Pull out each line of the data below that contains the word "roof", and copy those lines without changes.

Pointing and labeling entries
>> Start

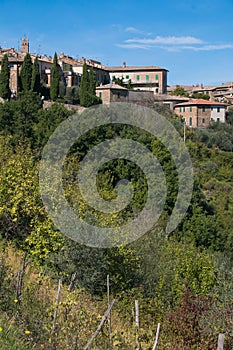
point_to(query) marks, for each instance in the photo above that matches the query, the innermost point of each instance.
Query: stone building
(200, 112)
(112, 93)
(150, 78)
(146, 78)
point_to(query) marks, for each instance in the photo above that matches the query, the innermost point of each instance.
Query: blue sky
(192, 39)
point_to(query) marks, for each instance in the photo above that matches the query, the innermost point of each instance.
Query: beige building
(143, 78)
(199, 112)
(150, 78)
(16, 58)
(112, 93)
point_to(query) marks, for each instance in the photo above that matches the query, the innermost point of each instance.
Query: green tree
(26, 73)
(35, 85)
(87, 88)
(54, 88)
(5, 78)
(92, 82)
(84, 88)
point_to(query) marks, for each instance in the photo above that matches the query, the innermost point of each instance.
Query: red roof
(200, 102)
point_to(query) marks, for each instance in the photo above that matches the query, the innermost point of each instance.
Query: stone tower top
(25, 45)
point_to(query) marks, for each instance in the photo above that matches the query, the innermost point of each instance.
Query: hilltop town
(197, 104)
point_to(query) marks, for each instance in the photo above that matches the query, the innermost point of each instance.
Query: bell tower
(25, 45)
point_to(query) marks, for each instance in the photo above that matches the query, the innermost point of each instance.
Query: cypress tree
(5, 78)
(84, 88)
(35, 84)
(54, 87)
(26, 73)
(92, 82)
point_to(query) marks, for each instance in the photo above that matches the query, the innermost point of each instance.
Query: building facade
(112, 93)
(146, 78)
(150, 78)
(199, 113)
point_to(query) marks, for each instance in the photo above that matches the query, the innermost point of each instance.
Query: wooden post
(156, 337)
(221, 337)
(109, 316)
(137, 324)
(20, 278)
(88, 346)
(72, 281)
(56, 306)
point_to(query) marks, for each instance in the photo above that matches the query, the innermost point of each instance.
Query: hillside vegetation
(182, 280)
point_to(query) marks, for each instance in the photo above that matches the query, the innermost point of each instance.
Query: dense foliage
(54, 88)
(5, 78)
(183, 280)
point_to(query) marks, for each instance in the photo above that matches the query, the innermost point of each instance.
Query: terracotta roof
(111, 86)
(200, 102)
(134, 68)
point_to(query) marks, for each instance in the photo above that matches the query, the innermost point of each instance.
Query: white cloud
(134, 46)
(172, 43)
(210, 47)
(132, 30)
(167, 40)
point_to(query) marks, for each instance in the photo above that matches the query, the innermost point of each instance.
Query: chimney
(25, 45)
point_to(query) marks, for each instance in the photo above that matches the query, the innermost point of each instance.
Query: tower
(25, 45)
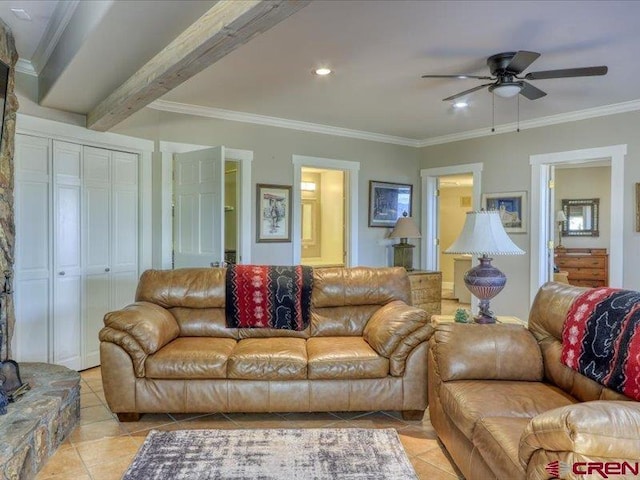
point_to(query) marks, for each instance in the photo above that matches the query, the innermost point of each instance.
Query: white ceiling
(378, 49)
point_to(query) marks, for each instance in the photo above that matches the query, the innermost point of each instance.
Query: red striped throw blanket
(260, 296)
(601, 338)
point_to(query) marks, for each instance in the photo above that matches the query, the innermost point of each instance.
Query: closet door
(67, 259)
(33, 248)
(96, 215)
(124, 228)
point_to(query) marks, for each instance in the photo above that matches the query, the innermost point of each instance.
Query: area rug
(272, 454)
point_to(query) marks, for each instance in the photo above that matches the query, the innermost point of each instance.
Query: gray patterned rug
(273, 454)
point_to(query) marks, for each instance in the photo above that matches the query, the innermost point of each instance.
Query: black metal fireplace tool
(11, 385)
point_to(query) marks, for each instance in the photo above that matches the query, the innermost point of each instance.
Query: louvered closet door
(96, 208)
(124, 228)
(33, 289)
(67, 261)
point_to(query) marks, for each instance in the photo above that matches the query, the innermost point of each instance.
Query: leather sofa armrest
(141, 329)
(394, 330)
(486, 352)
(602, 429)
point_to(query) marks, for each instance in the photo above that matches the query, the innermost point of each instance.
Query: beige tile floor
(101, 448)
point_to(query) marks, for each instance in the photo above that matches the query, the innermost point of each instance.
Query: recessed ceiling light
(21, 13)
(322, 71)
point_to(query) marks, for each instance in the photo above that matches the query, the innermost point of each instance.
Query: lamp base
(485, 281)
(403, 256)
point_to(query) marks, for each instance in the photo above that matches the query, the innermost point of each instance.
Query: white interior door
(198, 224)
(67, 261)
(33, 249)
(96, 208)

>> End

=== Full response ===
Query: red roof
Query: terracotta roof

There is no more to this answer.